OBJECTIVE
Copy the entries below exactly. Images do not belong in the copy.
- - - -
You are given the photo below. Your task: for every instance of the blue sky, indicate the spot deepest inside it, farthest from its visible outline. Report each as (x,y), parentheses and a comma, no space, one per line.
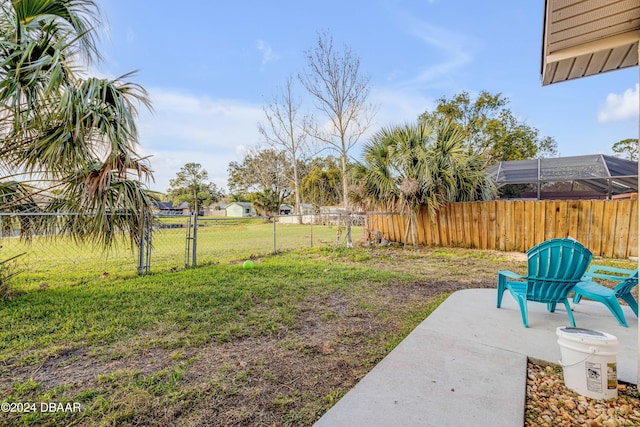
(210,66)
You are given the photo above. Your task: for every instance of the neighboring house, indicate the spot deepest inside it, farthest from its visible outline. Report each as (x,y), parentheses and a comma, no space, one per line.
(167,208)
(286,209)
(218,209)
(306,208)
(239,209)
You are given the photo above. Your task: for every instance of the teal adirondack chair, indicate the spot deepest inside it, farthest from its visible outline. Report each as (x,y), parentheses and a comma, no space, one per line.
(626,279)
(554,268)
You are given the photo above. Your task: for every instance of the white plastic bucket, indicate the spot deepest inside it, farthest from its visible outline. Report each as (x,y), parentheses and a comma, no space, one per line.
(588,360)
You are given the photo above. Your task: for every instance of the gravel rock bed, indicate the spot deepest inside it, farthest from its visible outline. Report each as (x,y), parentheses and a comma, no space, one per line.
(550,403)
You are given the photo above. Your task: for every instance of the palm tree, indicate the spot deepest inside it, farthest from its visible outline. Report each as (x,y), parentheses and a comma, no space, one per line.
(70,140)
(410,166)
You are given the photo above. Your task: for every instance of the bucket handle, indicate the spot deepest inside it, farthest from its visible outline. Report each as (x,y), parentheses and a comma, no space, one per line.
(592,351)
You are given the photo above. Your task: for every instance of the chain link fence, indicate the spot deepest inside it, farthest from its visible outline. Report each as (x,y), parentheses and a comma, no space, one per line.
(171,243)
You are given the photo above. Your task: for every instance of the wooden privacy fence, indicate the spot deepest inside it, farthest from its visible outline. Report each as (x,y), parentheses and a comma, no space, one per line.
(609,228)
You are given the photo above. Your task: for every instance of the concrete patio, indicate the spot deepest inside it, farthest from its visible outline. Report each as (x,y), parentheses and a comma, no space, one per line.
(466,364)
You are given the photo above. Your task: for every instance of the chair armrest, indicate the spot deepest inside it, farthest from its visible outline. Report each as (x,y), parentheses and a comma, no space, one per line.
(600,272)
(511,275)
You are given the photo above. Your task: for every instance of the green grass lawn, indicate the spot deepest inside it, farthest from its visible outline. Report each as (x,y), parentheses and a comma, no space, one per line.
(221,345)
(62,261)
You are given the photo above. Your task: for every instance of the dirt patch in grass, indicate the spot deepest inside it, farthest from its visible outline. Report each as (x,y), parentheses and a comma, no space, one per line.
(289,377)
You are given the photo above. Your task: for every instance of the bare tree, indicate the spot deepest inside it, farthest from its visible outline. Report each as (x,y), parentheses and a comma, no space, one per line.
(333,79)
(285,130)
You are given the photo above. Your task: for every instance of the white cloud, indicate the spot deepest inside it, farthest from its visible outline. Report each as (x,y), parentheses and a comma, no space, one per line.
(453,48)
(186,128)
(267,52)
(398,106)
(620,107)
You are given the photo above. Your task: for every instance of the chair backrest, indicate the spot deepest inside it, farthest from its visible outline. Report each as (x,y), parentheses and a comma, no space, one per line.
(554,267)
(626,285)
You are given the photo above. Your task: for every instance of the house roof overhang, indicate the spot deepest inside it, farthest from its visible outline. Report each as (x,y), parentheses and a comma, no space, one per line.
(583,38)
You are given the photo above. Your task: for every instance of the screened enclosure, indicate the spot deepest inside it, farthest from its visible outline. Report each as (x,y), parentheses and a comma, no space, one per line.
(596,176)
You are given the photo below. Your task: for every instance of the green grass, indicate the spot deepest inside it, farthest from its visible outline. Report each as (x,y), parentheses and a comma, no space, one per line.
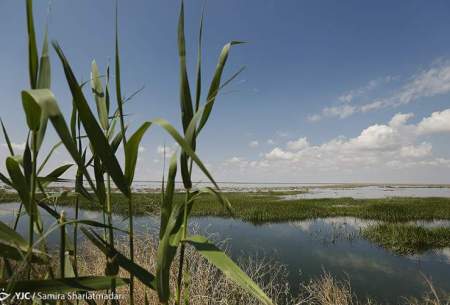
(407,239)
(260,207)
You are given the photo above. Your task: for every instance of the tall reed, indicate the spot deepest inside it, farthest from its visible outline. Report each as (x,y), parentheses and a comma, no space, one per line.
(92,141)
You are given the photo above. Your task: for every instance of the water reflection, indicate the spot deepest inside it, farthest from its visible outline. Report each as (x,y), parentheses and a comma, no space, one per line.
(307,248)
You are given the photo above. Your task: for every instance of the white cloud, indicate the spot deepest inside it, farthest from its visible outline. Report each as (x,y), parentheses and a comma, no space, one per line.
(15,146)
(437,122)
(396,144)
(299,144)
(167,150)
(253,144)
(418,151)
(424,84)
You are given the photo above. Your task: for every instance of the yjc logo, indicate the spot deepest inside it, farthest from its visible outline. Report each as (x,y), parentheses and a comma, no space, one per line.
(3,296)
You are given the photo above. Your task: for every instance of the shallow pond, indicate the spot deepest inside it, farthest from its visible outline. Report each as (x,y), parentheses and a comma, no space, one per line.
(376,191)
(309,247)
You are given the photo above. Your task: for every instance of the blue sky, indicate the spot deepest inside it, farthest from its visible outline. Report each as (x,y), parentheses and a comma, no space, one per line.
(334,91)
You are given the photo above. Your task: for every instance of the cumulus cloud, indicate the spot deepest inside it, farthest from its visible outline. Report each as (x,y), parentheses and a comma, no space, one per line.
(426,83)
(167,150)
(396,144)
(436,123)
(15,146)
(253,144)
(298,144)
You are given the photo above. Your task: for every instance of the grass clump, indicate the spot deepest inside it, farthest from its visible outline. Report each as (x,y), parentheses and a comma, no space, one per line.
(262,207)
(408,239)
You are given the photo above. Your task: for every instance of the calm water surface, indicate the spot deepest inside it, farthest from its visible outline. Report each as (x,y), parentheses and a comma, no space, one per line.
(375,191)
(309,247)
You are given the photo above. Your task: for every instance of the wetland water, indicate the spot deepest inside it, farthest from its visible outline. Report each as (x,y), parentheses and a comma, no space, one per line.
(308,248)
(372,192)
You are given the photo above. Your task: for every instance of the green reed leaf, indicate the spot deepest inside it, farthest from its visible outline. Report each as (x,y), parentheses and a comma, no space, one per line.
(219,259)
(95,134)
(48,156)
(166,204)
(32,111)
(140,273)
(99,95)
(185,146)
(83,283)
(8,142)
(215,83)
(185,91)
(44,77)
(18,181)
(33,64)
(132,150)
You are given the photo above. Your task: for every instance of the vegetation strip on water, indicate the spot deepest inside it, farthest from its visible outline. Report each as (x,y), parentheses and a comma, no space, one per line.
(406,239)
(261,207)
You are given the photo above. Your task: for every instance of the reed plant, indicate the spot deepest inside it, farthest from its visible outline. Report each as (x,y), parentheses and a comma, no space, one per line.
(91,139)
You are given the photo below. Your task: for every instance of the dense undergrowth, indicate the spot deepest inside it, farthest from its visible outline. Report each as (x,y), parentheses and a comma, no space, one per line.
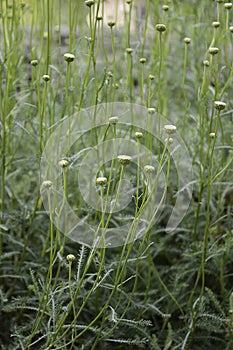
(166,290)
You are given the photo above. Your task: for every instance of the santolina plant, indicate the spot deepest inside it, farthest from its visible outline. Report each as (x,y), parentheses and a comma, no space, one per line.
(116,175)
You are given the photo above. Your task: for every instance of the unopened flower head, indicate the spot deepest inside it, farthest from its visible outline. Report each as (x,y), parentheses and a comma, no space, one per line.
(69,57)
(70,257)
(149,169)
(170,129)
(215,24)
(142,60)
(63,163)
(219,105)
(138,134)
(228,5)
(46,77)
(187,40)
(113,120)
(160,27)
(213,50)
(89,3)
(124,159)
(47,184)
(34,63)
(101,180)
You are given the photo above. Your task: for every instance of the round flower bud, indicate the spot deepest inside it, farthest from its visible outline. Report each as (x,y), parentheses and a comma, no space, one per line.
(228,5)
(187,40)
(213,50)
(111,24)
(215,24)
(219,105)
(69,57)
(70,257)
(34,63)
(129,50)
(149,169)
(46,77)
(165,7)
(89,3)
(206,63)
(170,129)
(138,134)
(124,159)
(151,110)
(142,60)
(47,184)
(113,120)
(101,180)
(212,135)
(160,27)
(63,163)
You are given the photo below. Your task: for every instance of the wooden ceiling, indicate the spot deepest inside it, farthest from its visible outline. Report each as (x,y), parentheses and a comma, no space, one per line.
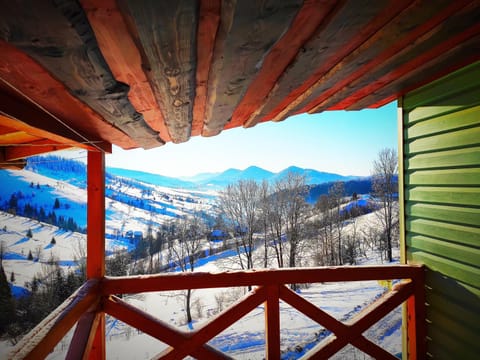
- - - -
RESPONSE TO THE TASK
You are given the photo below. Your task: for every instance of the blue sky, indicate the spot deepest inside it, farthest from its visible outline. Report each as (x,y), parentheses and a comma, no space, one per line.
(210,66)
You are given the photo above. Your task: for every instance of the neighboring house, indicate the spot deepest inside it, farthest from its visible outline. Report each as (x,y), parentheses and a comma, no space, one per line.
(167,208)
(286,209)
(218,209)
(306,208)
(239,209)
You are given the photo above. Your task: for every instance of the teal adirondack chair, indicate the spot deepest inside it, farthest from its visible outline. Report each as (x,y), parentheses and a comma, no space, one per line.
(626,279)
(554,268)
You are given the photo above. Your task: for every instance of the white plastic bucket, indicate the spot deepest inside it, farthest from its visible outline. Report each as (x,y), parentheses and a comma, no space, one per line.
(588,360)
You are given the photo above. Your task: for every instance of the gravel rock bed, indicate the spot deepest inside it, farthest from its visible outline. Report each as (x,y), parentheses and a comma, no space, one per line.
(550,403)
You are given the photo above. Your task: for every instance of the palm tree, indicate the spot deepest inside it, farthest from its visible outline. Report each as (x,y), parentheses and a comma, no space, one per line.
(70,140)
(410,166)
You are given the photo above. Your task: for every instance of the bucket handle, indicate the spot deepest inside it, farthest from its visible outline. Report each as (x,y), parentheses and a comma, no space, one per line.
(592,351)
You are given the photo above. Your task: for every instance of the chain link fence, indicate the spot deepest inside it, farthest from its visible outline. Report each as (x,y), parentheses and a comma, no space, one per line.
(171,243)
You are given the photo above. Your task: for every instance of the wooden privacy fence, indicate the spot deepest inside it, farthest from its visible outline. Report each as (x,y), parentheses and a comma, no space, one per line.
(609,228)
You are given the photo above. Your task: for every instance of the concrete patio, indicate the spot deepest inside it, farthest from its visible outline. Report each as (x,y), parentheses and a comma, no space, one per line.
(466,364)
You are given the photo above. Your task: for every instance of the chair armrest, indicate the spot deepest inside it, farthest from its visible outline. Report each as (x,y), parentheses and a comma, no space, one per line.
(600,272)
(511,275)
You are given the photo above. Your task: for every instance of the green grass lawn, indicate the spot deepest inside it, farthest from its visible outline. Report each as (x,y), parentheses and a comma, no space, one per line.
(221,345)
(62,261)
You are given the photo above. Your task: for every instance of the dirt patch in grass, indicate the spot deepest inside it, farthest from its visible outline. Report each as (x,y), parentheses and a comma, no space, one per line.
(289,377)
You are given the photo above. Your task: for every instance of the bare tree, indicate the spot deepest inside it, farthest from its visible outline. Report each as (x,y), parentheses and a comma, no space, one per line.
(333,79)
(285,130)
You are given the photo above. Your task: for every instance of the white cloud, indicate the spot deepest inside it, farthest from its visible outline. Report each as (x,y), parentheses and a comma, no space, one per line.
(453,48)
(186,128)
(267,52)
(398,106)
(620,107)
You are given the photo above. Your task: for every instance of the chair backrest, indicate the spot deepest inside it, farthest from its visible outline. Report each as (x,y), parentheses and a comma, no space, one per line.
(554,267)
(626,285)
You are given the photo above. Your task: for every instance of the house roof overhang, indicate the spot deepest inside it, farthest from its visible outline. Report each as (x,y), parentheses and a comma, no space, one per line.
(583,38)
You are given the photo above. Your task: for every instance of the screened enclosure, indicate the spot deepest inside it, farthest from its visible outline. Report each as (x,y), parentheses and a comma, no space, one per line.
(596,176)
You are given the photo below. Your task: for every instance of the green grass, indicate the spot deepest inside it, farthest from its visible outline. Report each as (x,y), parentheses and a comma, no space, one per line.
(407,239)
(260,207)
You are given the photo above. Your task: for every instance of the tall reed, indicate the spot deepest inside it, farthest from its visible outline. Report each as (x,y), parentheses and a comma, no space, one per line.
(92,141)
You are given the photo above. Your task: for every instance of the water reflection, indicate the spot deepest inside it, farthest from its visible outline. Report each as (x,y), parentheses and a comma, no space, one per line.
(307,248)
You are given the photo above. Your task: for every instance of the white cloud, indicate the spot deepest inside it, farthest from its visible outline. Report each as (x,y), parentheses and a comma, no space, one per line.
(15,146)
(437,122)
(396,144)
(299,144)
(167,150)
(253,144)
(418,151)
(424,84)
You are given the photo above. Your task: for every instance of the yjc logo, indicate the spot deepest inside it, farthest from its visible outline. Report each as (x,y), parentheses and a comma, no space, one per line.
(3,296)
You are given the photo above. Your task: for every instance of the shallow pond, indicate the spot deepest inside it, farthest from its visible outline. Report each as (x,y), parentheses and a comma, no space, one per line.
(376,191)
(309,247)
You are given the photo above. Your task: for every instance of the blue sky, indicate the spot deepest inside it, farthest from its visible outline. Report each as (x,y), parentheses and a comma, no space, one per line.
(334,91)
You are given the photo above. Your task: for every instance of the cumulus cloud, indicate the spot deepest inside it, farthest from its visible outline. Report each as (x,y), parentheses and a comma, no space, one per line.
(426,83)
(167,150)
(396,144)
(436,123)
(15,146)
(253,144)
(298,144)
You are given the photo above. Your task: for every instance of the grass clump, indicate the spot deepest inside it, farthest from its visible outline. Report each as (x,y), parentheses and a comma, no space, one per line.
(262,207)
(408,239)
You are given the photo above. Your task: for every instance of the calm water surface, indicate the spot deepest inside it, farthest from its visible outline. Report each as (x,y), parentheses and a comma, no space, one per line.
(375,191)
(309,247)
You are given the photo above. Your task: for every instance of the wetland water, indicate the spot deepest inside it, farthest from its visible outline. Report each as (x,y), parentheses and a comma, no space, one per line.
(308,248)
(372,192)
You are given the photo above. Your task: for every instance of the green reed leaf, indicate the spot deepest inside it, farthest from its visible outline. Report each as (x,y), parentheses and a comma, no space, one per line.
(219,259)
(95,134)
(48,156)
(166,204)
(32,111)
(140,273)
(99,95)
(185,146)
(83,283)
(8,142)
(215,83)
(185,91)
(44,77)
(18,181)
(33,64)
(132,150)
You are given the photo above. Your task: for every instance of the vegetation strip on water, indicate the spot deepest inside it, farthest from its visible outline. Report each as (x,y), parentheses and a comma, no space, one per line.
(406,239)
(261,207)
You are given the photo above. Your task: for every instance of the reed plant, indicate the spot deepest inside it, farthest from its visible outline. Report each as (x,y), parentheses and a comma, no space, one per line.
(91,139)
You are given the photo below. Your task: for every instance of the dense undergrowth, indicate the spot deepest inside it, farthest from its visible outline. Report each as (x,y), parentheses and a comma, no space, one per line.
(166,290)
You are given the photo above. Your task: for every instance of the santolina plant, indicate the spot deepest inside it, farthest from its visible outline. Report each as (x,y), parentheses and a comma, no space, one per line.
(116,175)
You are given the photo above. Your task: for every instance of the unopened flower head, indicate the spot deepest inside it, farthest from its visible outline. Report each as (x,y), parentheses and a comma, no space, one per line.
(69,57)
(70,257)
(149,169)
(170,129)
(215,24)
(142,60)
(63,163)
(219,105)
(138,134)
(228,5)
(46,77)
(187,40)
(113,120)
(160,27)
(213,50)
(89,3)
(124,159)
(47,184)
(34,63)
(101,180)
You are given the photo above. Your task: for every instance of the round flower bud, indicate the spot deepest inside it, farthest from its visible outline. Report each as (x,y), parentheses and a comma, no space, one per line.
(228,5)
(187,40)
(213,50)
(111,24)
(215,24)
(219,105)
(69,57)
(70,257)
(34,63)
(129,50)
(149,169)
(46,77)
(165,7)
(89,3)
(206,63)
(170,129)
(138,134)
(124,159)
(151,110)
(142,60)
(47,184)
(113,120)
(101,180)
(212,135)
(160,27)
(63,163)
You are given the photo below. Your task: for every instance of the wooden ceiling, indicate the spot deepest inside it, farthest from its visible outline. Report each as (x,y), parentheses and a comma, no space, one per line.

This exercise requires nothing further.